As with any safeguarding issue, care should be taken when engaging parents who may be unware that their child is involved in potentially risky behaviours. Some parents may react negatively, deny that their child is involved with gangs and ‘shut up shop’, making future engagement difficult. Phraseology will be important with the term ‘gang member’ and other terminology being potentially devastating to a parent. It should be clearly communicated that enquiries are being made because there are concerns around the safety and welfare of their child and their involvement will be valuable in preventing their child being or becoming involved in gangs.

Engagement with the Child

Efforts should be made to engage with the child. It may be a ‘big ask’ for a child to talk about their gang activities for several reasons – fear around their own safety, fears and concerns for their family’s safety, fear of revealing crimes that they may have committed during their gang association. If the child is willing to talk about gang involvement, professionals should always take seriously what the child says. There has been much feedback from young people that professionals do not appear to listen to them, that we appear to not understand the significance of the information being disclosed – a disconnect between young people and professionals. It is clearly difficult for some of us to interact with young people, particularly those that are suspicious and have an extreme dislike of the authorities. Professionals should be mindful that a child involved with a gang can be both a victim and a perpetrator, with varying needs.

Breaking away from a gang is a massive challenge for a child. The push factors will still be there, as will the pull factors, with the added complication of the absolute certainty that there will be some retribution from the gang if they were to break ties, which could ultimately lead to severe injury or death. This initial engagement may be the only opportunity to demonstrate that there are people that care and give them the hope that they can escape and live a positive lifestyle.  If it doesn’t go well then there may not be a second opportunity. Therefore, professionals should consider the early introduction of a NGO mentoring service, even at that first engagement.

Interventions

Whilst the law and numerous safeguarding policies give professionals various options around interventions, diverting a young person away from gang activity will almost certainly require specialist help from NGO’s. Whether professionals can access these services will of course depend on the availability of the support services in your area and whether there is funding in place. The scale of options available to you will be based on how much of a gang problem you have in your area, plus the partnerships and programmes the Safeguarding Board has put in place through their strategic gang strategy.

There has been very little research into what interventions work and are the most impactive, when trying to divert young people away from gangs and serious youth violence. Options vary across the UK with results differing between the diverse projects. Whilst there is no doubt that the structure and content of a programme is important, it’s success is usually due to the dedicated hard work of those involved. Whenever we see positive outcomes for young people, it has usually been because an individual has invested a great deal of time and effort in building trust and rapport with the young person. Having someone who the child relates to and who they see as understanding them is key.

What about moving the young person away?

Work to do:
List every reason the passage on gang involvement gives for why talking about gang activities may be hard for a child. The material after this passage comes from a separate source.

Information supplied:
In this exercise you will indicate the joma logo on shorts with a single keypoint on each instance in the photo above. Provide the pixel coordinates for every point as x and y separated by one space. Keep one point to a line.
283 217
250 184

Expected output:
- Fear around their own safety
- Fears and concerns for their family's safety
- Fear of revealing crimes they may have committed during their gang association